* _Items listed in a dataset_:

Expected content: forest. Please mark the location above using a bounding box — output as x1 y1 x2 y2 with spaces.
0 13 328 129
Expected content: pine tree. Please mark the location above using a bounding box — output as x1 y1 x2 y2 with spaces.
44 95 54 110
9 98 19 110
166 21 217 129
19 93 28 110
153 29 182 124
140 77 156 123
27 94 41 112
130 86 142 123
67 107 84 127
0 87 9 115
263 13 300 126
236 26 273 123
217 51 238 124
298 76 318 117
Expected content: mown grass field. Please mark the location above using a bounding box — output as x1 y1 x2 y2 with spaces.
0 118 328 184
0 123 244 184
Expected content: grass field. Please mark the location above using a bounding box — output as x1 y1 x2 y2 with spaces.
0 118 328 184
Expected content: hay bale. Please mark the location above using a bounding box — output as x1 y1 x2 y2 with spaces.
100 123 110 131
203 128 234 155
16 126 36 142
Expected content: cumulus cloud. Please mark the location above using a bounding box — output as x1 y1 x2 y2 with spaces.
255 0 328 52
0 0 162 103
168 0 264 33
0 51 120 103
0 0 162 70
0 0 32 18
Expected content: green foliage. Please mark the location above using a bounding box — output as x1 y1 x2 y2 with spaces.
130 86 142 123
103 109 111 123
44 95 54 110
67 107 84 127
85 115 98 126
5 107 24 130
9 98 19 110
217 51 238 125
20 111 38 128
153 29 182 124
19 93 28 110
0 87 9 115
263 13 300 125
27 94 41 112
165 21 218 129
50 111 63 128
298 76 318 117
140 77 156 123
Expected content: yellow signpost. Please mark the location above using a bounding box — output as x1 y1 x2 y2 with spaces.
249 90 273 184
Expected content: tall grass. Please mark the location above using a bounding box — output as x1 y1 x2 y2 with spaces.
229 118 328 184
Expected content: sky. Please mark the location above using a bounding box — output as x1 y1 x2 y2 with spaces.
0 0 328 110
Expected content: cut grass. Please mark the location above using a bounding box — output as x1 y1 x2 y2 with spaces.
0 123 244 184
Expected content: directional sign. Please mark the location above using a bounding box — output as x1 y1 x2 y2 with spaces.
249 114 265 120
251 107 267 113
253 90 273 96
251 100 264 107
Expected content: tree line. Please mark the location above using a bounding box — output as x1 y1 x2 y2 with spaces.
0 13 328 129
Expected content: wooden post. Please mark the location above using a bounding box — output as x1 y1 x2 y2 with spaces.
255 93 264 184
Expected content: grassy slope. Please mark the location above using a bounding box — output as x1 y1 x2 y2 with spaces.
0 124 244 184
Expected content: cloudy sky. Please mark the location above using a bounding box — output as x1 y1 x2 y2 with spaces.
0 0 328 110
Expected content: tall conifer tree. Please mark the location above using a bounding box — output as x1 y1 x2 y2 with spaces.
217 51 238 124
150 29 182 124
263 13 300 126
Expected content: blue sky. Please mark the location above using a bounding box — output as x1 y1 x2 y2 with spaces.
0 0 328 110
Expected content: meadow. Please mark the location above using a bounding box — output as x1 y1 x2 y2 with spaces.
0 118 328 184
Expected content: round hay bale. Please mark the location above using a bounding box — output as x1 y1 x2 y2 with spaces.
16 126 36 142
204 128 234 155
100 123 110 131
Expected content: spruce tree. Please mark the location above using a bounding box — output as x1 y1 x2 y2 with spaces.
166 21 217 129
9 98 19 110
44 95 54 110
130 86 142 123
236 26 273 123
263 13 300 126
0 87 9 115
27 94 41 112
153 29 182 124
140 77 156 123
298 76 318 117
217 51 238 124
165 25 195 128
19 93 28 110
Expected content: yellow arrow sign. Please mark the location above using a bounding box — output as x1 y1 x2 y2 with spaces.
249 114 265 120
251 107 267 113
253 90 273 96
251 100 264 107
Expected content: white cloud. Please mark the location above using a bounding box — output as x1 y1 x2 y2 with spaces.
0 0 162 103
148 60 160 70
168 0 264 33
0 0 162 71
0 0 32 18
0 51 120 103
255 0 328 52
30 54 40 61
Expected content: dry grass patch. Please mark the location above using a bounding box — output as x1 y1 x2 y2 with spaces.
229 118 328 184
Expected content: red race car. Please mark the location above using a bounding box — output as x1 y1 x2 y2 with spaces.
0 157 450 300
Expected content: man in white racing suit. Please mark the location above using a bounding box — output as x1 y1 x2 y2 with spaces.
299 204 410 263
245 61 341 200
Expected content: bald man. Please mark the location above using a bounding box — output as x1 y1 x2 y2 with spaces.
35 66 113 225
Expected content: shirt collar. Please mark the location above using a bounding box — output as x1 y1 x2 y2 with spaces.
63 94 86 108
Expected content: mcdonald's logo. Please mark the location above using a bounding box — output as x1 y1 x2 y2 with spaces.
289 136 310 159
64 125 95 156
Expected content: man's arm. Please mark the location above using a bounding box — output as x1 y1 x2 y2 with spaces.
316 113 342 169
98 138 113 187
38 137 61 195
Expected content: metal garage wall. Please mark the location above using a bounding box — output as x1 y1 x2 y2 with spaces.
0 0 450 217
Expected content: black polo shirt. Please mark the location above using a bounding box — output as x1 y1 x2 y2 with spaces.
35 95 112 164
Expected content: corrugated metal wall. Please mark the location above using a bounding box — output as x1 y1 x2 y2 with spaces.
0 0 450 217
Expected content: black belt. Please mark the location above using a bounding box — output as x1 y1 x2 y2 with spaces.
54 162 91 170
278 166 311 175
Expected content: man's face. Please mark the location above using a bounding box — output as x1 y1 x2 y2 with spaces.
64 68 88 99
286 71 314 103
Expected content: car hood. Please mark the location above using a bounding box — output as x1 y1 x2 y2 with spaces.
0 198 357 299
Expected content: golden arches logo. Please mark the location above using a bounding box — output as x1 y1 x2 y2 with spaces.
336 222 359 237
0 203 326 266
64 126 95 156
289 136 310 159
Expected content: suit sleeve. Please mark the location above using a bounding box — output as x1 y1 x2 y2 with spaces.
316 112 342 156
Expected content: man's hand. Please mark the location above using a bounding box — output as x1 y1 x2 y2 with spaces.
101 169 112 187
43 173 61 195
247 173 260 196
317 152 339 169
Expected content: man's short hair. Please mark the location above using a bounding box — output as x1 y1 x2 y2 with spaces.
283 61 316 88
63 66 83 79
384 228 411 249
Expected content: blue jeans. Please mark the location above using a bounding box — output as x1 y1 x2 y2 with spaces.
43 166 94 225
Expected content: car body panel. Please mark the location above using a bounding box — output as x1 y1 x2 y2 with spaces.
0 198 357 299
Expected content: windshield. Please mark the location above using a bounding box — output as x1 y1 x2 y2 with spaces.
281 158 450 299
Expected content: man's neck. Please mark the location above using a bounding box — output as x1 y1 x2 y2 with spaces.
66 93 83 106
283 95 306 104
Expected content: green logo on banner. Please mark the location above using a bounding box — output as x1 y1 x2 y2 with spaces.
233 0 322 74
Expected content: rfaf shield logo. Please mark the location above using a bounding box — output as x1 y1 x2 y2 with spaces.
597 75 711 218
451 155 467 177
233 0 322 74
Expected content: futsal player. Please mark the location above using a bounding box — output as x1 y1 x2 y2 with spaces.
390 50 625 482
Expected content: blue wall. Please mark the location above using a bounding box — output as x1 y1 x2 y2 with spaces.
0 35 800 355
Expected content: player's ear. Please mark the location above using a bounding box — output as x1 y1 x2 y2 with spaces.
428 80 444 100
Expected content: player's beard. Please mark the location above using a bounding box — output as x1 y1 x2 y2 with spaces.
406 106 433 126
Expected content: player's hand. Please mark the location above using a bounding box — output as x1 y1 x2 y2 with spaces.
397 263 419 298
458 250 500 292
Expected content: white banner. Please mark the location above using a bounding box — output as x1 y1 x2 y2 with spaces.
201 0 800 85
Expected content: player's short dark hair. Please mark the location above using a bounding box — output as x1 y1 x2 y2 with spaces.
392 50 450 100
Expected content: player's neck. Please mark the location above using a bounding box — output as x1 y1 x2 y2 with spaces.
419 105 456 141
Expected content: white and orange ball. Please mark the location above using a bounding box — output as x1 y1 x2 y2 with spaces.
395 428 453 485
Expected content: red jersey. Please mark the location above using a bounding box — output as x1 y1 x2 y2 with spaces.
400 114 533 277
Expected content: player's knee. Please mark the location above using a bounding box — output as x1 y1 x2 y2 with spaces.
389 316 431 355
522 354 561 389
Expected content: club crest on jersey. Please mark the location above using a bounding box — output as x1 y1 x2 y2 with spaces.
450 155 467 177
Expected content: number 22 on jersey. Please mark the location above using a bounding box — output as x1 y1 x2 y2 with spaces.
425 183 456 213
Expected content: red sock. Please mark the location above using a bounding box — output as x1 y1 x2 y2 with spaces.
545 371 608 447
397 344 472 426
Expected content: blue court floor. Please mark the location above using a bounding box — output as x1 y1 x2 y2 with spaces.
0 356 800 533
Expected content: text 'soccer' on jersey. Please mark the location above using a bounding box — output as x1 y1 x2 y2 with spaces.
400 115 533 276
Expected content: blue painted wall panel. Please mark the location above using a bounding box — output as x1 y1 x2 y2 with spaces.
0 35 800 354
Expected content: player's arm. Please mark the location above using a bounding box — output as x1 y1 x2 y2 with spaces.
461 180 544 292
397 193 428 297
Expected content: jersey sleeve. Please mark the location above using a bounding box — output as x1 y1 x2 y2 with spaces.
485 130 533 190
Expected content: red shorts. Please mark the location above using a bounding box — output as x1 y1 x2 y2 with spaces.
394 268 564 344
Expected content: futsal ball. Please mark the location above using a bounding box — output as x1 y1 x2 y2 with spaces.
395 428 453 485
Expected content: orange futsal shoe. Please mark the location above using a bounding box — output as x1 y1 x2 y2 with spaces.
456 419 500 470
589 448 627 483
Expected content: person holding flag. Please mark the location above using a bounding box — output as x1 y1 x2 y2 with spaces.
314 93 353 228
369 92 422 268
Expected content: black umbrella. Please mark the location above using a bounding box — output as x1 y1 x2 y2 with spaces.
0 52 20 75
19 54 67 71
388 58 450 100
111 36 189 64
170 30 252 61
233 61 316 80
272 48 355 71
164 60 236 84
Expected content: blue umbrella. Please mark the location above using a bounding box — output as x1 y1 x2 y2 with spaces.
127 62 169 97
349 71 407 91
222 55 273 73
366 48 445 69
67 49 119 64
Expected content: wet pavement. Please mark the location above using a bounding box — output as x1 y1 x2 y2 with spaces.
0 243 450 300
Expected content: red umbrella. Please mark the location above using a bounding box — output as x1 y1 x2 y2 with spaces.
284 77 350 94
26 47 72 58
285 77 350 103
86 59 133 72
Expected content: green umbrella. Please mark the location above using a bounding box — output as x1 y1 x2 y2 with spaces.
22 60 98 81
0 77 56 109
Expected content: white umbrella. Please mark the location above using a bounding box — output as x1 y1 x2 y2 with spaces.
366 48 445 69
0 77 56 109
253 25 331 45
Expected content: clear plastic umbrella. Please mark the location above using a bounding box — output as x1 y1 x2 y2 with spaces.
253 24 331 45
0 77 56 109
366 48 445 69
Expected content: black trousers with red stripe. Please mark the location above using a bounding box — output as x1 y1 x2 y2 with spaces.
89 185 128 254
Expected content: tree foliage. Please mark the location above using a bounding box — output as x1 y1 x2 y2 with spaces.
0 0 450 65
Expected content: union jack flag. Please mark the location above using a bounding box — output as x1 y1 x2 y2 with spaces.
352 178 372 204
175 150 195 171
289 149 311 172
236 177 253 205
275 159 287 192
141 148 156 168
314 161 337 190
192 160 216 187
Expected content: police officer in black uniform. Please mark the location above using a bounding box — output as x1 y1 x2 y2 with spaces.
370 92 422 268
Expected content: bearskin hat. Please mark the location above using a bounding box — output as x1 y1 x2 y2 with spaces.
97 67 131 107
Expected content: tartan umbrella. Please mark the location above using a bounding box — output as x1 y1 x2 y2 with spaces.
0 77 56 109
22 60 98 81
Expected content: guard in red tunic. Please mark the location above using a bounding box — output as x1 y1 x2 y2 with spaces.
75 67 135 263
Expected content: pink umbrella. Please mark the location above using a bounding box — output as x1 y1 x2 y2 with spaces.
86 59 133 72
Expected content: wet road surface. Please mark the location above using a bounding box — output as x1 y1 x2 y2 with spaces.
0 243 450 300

* _What to do_:
Could you edit the entries from the line with "Expected content: union" to the line with "370 92 422 268", replacing "black" with "navy" and leaving everything else unchanged, and return only those lines?

* _Right answer_:
Expected content: union jack flag. Please mark the location above using a bounding box — output as x1 y1 x2 y2 with spaces.
352 178 372 204
175 150 195 171
289 149 311 172
236 177 253 205
275 159 287 192
141 148 156 168
314 161 337 190
192 160 216 187
Expected content: police officer in navy uniform. Please mark the location above using a bounding box — output as x1 y1 x2 y2 with spaces.
370 92 422 268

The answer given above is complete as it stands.